### CHALLENGE A
Copy everything from "## Elk Oil (Jan" down to "Max (Jan 13, 2005)" in the Cape Cod camping thread below.

# Camping on Cape Cod?



## vwbug1971 (Jan 12, 2005)

Anyone have any info.  I'd really like to sleep right on the sand of a beach.  Anyone know if this is legal? I'd prefer to completely not be in a campground (you know, camp where i want....just me, some friends and the beach)

I have posted here once before about hiking and camping on the appalachian trail and you guys were a great source of information.  hopefully you can help me out with this too


----------



## smitty77 (Jan 13, 2005)

I don't know when you plan on going, but during the summer I know camping in an RV is allowed on the Cape Cod National seashore.  My ex-landlords used to stay there all summer in their Winnebago.  His wife would tow his tuna boat down with their Suburban, and he'd use the suv to literally drag the boat down the beach to the water every morning and go tuna fishing.  What a life!

Just a quick search on google found this:
http://www.hikercentral.com/parks/caco/ - says no camping, just RVs
http://www.nps.gov/caco/pphtml/facilities.html

Hope these help.

Smitty


----------



## Elk Oil (Jan 13, 2005)

I looked into this myself a few years ago.  The entire shore line out toward the end of the Cape is designated National Seashore.  You cannot camp on it anywhere.  I spoke to a National Parks Ranger during a trip to Truro and she gave me this news.    

Unless the regulations have changed, it's still this way.  I'd suggest getting the latest by contacting the local ranger district office down there, though.


----------



## Max (Jan 13, 2005)

Camping is allowed in self-contained vehicles only.  Here are the guidelines:

http://www.nps.gov/caco/activities/oversand/camping.html


----------



## beswift (Jan 15, 2005)

*Cape cod.*

Let's see, if you can find a place where no one notices, you can camp on the 
Cape.  What you actually should do is look into Myles Standish State Park.  It's vast, it's unknown and it is beautiful!!!  There's also Nickerson State Park.  What most people don't understand is that the fresh water ponds on the Cape are not only plentiful but quite enjoyable.  Everyone crouds down to the salt shore leaving the lakes and ponds free.  Nevertheless, if you sneak around you can find plenty of places to sleep out on the Cape shore.  I've spent most of my life doing it.  Your best approach would be to take a girl with you.


----------

### GIVEN INFORMATION
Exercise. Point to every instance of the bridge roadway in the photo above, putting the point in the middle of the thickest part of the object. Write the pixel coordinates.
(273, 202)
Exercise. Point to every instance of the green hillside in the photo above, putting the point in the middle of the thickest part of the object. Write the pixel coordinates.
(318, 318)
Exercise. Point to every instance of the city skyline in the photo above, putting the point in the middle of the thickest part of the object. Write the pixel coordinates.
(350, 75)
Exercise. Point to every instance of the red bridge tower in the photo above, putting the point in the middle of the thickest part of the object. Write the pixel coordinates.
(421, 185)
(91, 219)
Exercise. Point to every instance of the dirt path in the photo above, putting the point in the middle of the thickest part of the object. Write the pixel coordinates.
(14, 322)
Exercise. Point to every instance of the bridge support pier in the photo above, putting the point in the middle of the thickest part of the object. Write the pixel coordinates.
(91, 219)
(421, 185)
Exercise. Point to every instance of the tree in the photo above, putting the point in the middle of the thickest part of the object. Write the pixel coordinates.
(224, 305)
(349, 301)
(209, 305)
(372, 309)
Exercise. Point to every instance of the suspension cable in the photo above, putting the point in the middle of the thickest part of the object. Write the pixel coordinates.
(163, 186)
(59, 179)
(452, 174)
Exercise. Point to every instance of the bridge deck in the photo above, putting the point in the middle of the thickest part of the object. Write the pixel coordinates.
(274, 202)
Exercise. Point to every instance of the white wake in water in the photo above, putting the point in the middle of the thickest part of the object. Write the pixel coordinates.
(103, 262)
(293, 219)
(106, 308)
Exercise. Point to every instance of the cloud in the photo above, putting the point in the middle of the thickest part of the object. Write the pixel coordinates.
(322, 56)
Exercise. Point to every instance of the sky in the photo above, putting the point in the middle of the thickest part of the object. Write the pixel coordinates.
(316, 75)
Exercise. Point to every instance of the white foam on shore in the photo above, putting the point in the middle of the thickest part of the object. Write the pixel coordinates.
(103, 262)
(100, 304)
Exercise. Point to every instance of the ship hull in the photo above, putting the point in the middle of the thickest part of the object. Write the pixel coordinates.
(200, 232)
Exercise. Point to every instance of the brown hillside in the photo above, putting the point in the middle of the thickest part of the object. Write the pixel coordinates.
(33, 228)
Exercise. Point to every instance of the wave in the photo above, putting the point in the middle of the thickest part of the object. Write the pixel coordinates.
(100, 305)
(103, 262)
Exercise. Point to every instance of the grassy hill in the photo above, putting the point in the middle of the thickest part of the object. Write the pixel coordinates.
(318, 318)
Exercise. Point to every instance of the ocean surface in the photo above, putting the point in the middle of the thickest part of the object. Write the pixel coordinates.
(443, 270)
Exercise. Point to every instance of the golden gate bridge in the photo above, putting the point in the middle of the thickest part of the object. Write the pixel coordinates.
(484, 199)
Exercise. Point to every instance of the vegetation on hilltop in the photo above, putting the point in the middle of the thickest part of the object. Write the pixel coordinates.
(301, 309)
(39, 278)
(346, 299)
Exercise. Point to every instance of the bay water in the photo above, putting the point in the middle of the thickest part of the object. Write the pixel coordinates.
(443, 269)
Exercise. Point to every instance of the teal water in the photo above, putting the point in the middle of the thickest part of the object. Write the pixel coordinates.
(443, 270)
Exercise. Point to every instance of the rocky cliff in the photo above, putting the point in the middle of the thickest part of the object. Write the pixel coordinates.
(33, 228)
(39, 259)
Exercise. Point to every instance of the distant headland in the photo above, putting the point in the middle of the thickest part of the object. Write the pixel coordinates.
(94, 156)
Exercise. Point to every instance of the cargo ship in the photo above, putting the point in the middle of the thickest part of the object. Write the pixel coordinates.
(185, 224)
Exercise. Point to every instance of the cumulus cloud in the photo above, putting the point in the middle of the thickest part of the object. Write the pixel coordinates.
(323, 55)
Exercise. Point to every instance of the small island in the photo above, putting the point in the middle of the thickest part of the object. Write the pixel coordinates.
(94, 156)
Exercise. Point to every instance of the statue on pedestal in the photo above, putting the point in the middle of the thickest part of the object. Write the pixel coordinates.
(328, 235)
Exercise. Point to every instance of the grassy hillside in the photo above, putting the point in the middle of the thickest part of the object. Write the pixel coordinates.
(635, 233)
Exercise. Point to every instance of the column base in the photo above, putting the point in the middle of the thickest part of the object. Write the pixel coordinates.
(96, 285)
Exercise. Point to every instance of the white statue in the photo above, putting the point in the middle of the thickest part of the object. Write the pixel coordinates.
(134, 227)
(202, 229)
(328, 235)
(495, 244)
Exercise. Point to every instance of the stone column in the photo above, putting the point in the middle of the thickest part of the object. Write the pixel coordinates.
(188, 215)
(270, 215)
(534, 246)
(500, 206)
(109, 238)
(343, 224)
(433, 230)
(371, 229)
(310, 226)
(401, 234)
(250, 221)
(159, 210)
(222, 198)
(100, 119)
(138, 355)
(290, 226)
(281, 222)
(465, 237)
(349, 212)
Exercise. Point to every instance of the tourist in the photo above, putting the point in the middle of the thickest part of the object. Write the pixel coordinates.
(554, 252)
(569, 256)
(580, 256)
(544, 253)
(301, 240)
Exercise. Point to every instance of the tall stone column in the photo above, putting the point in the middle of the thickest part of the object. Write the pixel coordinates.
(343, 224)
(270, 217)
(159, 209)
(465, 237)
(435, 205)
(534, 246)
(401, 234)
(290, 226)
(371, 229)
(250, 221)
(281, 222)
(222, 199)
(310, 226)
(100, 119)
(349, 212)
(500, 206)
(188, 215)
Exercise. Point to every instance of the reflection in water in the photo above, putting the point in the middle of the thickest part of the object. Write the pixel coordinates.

### CHALLENGE B
Select every line of the rows above that contains the word "grassy".

### COMPLETE OUTPUT A
## Elk Oil (Jan 13, 2005)

I looked into this myself a few years ago.  The entire shore line out toward the end of the Cape is designated National Seashore.  You cannot camp on it anywhere.  I spoke to a National Parks Ranger during a trip to Truro and she gave me this news.    

Unless the regulations have changed, it's still this way.  I'd suggest getting the latest by contacting the local ranger district office down there, though.


----------



## Max (Jan 13, 2005)

### COMPLETE OUTPUT B
Exercise. Point to every instance of the grassy hill in the photo above, putting the point in the middle of the thickest part of the object. Write the pixel coordinates.
Exercise. Point to every instance of the grassy hillside in the photo above, putting the point in the middle of the thickest part of the object. Write the pixel coordinates.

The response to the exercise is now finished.